Document section Start Marker

Personal information
- Born: 17 March 1928 Rome, Italy
- Died: 27 February 1990 (aged 61) Genzano di Roma, Italy

Chess career
- Country: Italy
- Title: International Master (1962)

= Alberto Mario Giustolisi =

Italian chess player (1928–1990)

Alberto Mario Giustolisi (17 March 1928 – 27 February 1990) was an Italian chess International Master (IM) (1962), four-time Italian Chess Championship winner (1952, 1961, 1964, 1966).

==Biography==
Alberto Mario Giustolisi four time won Italian Chess Championships: 1952 (shared first place with Vincenzo Castaldi and Federico Norcia), 1961, 1964 and 1966. He has also won four Italian Team Chess Championships: 1959, 1962, 1963 and 1973. He was numerous Roman chess champion.

Alberto Mario Giustolisi won chess tournaments in Rome in 1951, 1953 and 1974, Acquasparta in 1955, Bellaria in 1956. In 1950 he was third in the Lucerne International Chess Tournament behind Max Euwe and Hermann Pilnik. In 1961-1962 Alberto Mario Giustolisi won, first among the Italians, the New Year's Chess Tournament in Reggio Emilia.

Alberto Mario Giustolisi played for Italy in the Chess Olympiads:
- In 1950, at fourth board in the 9th Chess Olympiad in Dubrovnik (+2, =3, -7),
- In 1968, at first board in the 18th Chess Olympiad in Lugano (+6, =5, -5).

Also Alberto Mario Giustolisi five time played for Italy in the Clare Benedict Chess Cups (1953, 1958–1961).

Document section End Marker
Dataset content Start Marker

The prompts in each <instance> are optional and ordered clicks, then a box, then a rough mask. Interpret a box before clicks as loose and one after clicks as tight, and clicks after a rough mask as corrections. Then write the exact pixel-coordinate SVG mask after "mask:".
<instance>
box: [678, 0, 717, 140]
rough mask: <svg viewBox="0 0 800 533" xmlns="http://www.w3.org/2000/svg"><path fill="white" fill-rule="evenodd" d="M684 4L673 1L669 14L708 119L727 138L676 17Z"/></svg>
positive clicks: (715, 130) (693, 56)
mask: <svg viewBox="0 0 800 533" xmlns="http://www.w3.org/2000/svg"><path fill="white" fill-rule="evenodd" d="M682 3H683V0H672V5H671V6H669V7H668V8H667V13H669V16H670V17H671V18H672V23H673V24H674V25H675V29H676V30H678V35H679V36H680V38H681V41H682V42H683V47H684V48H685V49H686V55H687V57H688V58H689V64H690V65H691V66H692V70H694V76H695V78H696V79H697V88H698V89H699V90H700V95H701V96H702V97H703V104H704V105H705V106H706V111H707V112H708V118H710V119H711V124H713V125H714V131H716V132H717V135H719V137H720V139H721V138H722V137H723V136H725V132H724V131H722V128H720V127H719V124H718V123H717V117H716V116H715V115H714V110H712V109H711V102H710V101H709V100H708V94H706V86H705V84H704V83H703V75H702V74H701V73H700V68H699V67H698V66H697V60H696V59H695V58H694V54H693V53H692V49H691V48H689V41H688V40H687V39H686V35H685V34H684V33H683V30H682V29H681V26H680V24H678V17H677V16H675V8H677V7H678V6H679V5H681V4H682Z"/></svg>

Dataset content End Marker

**Work task:** For each statement, answer yes or no according to the text on Alberto Mario Giustolisi, and quote the deciding words: (a) He shared first place in the 1952 Italian Chess Championship. (b) He finished second in the 1950 Lucerne International Chess Tournament. (c) He played at fourth board in the 1968 Chess Olympiad in Lugano. This data comes from a separate source.

**Answer to the problem:**
(a) Yes: "1952 (shared first place with Vincenzo Castaldi and Federico Norcia)"
(b) No: "In 1950 he was third in the Lucerne International Chess Tournament behind Max Euwe and Hermann Pilnik"
(c) No: "In 1968, at first board in the 18th Chess Olympiad in Lugano"